*Text section:*
'''
Neural Networks

Modern approaches to handling sequential data are increasingly based on neural networks. In this section, we will discuss some of the most popular neural network architectures for sequential data.

Word Vectors

We aim to represent words as vectors.

One-Hot Encoding

One-hot encoding is a simple method but has significant limitations: - There is no relationship between the vectors of different words. - The approach does not scale well with the vast number of words and their forms.

Distributional Hypothesis

According to the distributional hypothesis, words that appear in similar contexts tend to have similar meanings. This means that: - Similar words have vectors near each other. - For example, “hotel” and “motel” can be interchangeable. - However, polysemy can cause issues; for instance, “duck” as an animal and “duck” as a verb would have the same vector despite different meanings.
'''
*Data provided:*
'''
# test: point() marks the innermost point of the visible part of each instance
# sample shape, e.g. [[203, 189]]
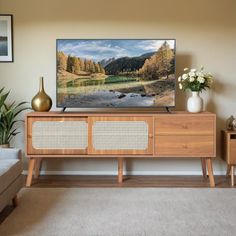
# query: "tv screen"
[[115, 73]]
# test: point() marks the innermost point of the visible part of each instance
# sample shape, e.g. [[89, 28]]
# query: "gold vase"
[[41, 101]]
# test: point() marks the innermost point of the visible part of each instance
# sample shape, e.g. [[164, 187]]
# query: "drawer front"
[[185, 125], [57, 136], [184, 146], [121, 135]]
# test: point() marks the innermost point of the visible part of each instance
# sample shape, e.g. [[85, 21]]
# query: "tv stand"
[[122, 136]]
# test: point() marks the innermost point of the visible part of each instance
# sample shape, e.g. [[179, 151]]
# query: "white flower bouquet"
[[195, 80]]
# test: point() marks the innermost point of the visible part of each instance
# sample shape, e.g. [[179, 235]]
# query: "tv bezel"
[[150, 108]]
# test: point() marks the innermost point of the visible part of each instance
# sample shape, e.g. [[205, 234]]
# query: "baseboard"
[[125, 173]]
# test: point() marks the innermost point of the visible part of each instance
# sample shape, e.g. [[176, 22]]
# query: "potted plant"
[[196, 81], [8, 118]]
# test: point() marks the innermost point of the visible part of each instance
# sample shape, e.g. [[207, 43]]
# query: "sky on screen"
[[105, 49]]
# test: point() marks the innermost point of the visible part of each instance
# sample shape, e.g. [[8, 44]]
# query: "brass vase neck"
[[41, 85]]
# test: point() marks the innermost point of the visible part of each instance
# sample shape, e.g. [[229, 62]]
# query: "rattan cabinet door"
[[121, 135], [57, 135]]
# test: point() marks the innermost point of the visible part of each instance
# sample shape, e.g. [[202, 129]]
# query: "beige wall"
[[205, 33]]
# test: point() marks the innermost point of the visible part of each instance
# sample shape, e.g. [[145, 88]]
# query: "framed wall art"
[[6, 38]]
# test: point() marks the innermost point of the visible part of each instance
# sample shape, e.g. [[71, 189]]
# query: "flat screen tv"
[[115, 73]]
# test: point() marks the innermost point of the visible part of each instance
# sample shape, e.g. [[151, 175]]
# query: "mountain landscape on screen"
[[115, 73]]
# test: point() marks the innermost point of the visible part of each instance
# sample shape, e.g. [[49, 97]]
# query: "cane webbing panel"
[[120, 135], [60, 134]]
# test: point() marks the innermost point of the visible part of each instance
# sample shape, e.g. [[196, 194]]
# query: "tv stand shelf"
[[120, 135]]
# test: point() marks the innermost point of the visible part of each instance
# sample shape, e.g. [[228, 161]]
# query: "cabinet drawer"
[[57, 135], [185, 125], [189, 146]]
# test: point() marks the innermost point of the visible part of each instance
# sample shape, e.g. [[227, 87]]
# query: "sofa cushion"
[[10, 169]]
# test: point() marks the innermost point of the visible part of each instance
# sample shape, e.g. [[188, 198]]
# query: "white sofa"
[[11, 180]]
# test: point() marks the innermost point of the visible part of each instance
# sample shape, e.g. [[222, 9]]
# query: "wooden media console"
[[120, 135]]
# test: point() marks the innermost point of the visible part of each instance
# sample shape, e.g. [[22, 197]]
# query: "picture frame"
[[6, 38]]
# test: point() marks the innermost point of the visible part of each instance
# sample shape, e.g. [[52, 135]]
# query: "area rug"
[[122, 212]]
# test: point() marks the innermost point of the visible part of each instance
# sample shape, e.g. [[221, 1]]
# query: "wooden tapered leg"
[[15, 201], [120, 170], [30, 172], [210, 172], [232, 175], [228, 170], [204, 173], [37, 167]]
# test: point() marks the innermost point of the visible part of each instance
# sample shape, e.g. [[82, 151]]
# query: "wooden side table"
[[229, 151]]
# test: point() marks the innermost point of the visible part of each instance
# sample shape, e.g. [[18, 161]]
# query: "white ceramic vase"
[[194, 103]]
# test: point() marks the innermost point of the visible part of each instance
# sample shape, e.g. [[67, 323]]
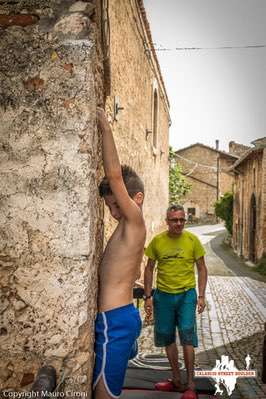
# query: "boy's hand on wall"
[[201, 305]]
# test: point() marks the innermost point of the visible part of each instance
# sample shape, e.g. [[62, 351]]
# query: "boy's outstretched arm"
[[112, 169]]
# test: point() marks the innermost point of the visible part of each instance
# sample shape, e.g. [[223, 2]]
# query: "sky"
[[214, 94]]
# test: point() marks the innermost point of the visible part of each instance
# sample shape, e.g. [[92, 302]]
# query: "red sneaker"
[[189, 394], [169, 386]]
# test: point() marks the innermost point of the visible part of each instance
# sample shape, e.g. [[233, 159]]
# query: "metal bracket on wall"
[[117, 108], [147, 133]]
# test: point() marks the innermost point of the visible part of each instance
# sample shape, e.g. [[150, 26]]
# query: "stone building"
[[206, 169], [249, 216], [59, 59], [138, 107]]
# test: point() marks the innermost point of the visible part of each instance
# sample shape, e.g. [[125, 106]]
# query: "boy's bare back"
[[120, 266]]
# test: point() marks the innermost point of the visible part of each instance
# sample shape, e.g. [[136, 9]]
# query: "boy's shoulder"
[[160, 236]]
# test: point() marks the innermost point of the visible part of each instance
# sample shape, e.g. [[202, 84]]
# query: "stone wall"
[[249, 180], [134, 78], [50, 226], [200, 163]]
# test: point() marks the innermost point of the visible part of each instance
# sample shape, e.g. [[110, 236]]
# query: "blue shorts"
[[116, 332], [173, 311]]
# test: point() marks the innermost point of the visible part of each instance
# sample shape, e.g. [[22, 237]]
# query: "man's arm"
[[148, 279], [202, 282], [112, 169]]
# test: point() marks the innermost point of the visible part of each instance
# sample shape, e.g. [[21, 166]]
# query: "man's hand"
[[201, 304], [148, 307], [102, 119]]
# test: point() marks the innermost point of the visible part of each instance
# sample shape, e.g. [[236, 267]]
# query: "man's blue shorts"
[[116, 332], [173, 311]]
'''
'''
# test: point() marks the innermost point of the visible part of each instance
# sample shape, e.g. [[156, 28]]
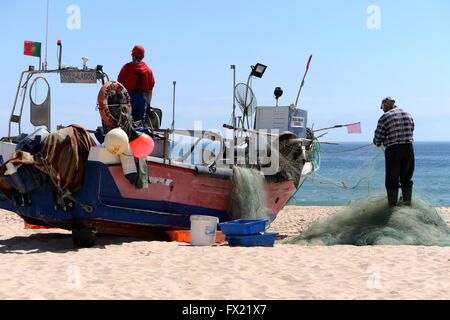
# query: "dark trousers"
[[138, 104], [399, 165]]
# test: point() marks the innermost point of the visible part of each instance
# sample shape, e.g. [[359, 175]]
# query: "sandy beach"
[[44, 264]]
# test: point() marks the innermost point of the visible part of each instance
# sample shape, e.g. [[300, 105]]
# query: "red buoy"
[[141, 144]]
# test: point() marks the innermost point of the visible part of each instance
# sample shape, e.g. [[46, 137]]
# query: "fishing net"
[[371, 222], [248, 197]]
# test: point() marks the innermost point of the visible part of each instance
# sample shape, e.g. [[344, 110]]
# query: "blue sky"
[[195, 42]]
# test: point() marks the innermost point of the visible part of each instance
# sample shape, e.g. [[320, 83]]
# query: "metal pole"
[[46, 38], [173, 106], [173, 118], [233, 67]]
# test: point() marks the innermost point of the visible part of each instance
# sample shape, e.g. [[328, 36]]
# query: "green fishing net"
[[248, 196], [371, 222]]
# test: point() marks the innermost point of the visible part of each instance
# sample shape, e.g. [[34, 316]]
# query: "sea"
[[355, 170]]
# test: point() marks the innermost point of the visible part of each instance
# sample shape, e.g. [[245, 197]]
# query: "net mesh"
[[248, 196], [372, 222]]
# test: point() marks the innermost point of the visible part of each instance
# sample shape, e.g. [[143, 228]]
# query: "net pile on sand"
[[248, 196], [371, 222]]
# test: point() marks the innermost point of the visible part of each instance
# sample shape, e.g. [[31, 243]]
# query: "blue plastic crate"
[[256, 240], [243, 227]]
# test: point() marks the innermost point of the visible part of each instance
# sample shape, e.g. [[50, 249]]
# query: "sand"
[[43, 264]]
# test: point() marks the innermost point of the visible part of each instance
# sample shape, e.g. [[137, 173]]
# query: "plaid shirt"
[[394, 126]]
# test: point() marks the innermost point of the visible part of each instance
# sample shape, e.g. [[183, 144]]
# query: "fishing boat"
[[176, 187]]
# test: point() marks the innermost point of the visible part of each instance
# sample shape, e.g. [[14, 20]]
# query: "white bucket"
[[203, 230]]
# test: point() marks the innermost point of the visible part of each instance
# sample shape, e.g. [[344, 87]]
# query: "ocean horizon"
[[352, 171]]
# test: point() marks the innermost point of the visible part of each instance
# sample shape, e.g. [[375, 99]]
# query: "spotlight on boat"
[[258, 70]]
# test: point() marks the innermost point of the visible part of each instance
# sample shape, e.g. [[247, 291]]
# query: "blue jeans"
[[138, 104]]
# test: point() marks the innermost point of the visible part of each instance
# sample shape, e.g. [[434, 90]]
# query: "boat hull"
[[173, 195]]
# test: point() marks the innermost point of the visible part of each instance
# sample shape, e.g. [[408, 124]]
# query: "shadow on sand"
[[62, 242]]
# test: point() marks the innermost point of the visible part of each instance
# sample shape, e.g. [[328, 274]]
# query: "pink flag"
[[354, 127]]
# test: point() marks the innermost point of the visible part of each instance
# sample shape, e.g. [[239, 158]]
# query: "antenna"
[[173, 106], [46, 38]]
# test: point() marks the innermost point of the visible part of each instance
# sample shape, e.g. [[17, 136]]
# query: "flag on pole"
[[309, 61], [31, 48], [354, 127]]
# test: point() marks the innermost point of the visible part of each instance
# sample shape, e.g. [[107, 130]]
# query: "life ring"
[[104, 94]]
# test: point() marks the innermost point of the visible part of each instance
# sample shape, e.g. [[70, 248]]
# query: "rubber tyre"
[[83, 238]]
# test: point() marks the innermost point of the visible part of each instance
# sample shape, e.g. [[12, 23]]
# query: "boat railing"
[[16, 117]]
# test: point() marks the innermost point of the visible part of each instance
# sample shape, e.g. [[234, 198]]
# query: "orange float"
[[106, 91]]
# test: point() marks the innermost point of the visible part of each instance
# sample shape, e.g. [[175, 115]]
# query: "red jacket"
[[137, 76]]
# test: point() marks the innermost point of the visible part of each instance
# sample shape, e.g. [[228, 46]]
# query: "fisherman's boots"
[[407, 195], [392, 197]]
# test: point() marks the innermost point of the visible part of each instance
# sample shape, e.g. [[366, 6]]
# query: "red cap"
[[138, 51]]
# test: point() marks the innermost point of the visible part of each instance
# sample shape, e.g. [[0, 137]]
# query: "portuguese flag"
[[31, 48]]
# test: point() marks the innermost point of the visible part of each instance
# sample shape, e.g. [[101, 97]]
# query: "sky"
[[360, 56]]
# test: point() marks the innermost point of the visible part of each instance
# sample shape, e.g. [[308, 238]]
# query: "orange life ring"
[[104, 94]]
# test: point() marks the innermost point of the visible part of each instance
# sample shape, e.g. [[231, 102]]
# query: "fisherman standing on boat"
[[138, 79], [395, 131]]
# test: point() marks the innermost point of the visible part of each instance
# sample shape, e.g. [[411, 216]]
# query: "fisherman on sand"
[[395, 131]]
'''
*Directive 1:* Revise the neural networks text starting with "According to the" and going on through "despite different meanings.", changing "polysemy" to "homonymy".
*Directive 2:* Pull out each line of the records that contains the string "boat".
The records are unrelated to the neural networks text.

*Correct answer 1:*
According to the distributional hypothesis, words that appear in similar contexts tend to have similar meanings. This means that: - Similar words have vectors near each other. - For example, “hotel” and “motel” can be interchangeable. - However, homonymy can cause issues; for instance, “duck” as an animal and “duck” as a verb would have the same vector despite different meanings.

*Correct answer 2:*
# query: "fishing boat"
# query: "spotlight on boat"
# query: "boat hull"
# query: "boat railing"
# query: "fisherman standing on boat"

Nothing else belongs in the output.